> [What needs to be done]: Tally every line in the following material that has the word "handlebar" in it, and answer with that figure alone.

> [Supplied material]:
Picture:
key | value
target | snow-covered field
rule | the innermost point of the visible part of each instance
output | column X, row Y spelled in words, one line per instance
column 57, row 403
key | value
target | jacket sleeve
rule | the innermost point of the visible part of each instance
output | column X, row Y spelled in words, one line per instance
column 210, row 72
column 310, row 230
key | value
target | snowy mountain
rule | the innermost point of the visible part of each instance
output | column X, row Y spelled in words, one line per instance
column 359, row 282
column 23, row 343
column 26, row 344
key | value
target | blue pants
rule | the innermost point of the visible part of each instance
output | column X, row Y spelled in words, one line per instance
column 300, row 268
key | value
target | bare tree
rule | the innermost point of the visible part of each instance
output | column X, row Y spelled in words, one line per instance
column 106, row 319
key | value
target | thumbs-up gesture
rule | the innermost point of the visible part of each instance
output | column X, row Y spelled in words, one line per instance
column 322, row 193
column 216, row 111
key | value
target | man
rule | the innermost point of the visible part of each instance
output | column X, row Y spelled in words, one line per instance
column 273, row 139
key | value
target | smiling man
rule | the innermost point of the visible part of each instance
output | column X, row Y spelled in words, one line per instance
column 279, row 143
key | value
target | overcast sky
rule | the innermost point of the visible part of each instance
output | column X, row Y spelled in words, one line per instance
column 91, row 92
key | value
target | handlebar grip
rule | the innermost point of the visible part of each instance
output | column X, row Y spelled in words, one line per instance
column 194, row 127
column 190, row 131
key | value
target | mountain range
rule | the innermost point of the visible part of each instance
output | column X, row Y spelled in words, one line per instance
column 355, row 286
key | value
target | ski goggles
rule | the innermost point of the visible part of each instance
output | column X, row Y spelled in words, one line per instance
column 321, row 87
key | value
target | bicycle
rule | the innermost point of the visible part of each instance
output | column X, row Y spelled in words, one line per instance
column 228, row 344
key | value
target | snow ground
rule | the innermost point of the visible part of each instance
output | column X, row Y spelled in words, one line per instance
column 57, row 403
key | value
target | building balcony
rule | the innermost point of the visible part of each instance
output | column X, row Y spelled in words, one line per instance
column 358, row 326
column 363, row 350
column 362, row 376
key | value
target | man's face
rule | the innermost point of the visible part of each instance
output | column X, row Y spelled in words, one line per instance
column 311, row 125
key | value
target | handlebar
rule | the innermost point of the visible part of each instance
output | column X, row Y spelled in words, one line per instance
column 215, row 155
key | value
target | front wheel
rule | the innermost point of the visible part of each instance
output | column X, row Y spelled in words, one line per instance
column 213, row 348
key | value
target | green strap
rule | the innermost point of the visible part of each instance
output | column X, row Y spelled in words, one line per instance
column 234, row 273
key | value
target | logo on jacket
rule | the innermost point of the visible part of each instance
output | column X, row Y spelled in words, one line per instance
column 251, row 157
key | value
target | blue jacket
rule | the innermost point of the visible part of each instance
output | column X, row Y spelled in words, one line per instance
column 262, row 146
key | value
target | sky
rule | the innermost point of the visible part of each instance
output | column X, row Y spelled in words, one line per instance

> [Task output]: 2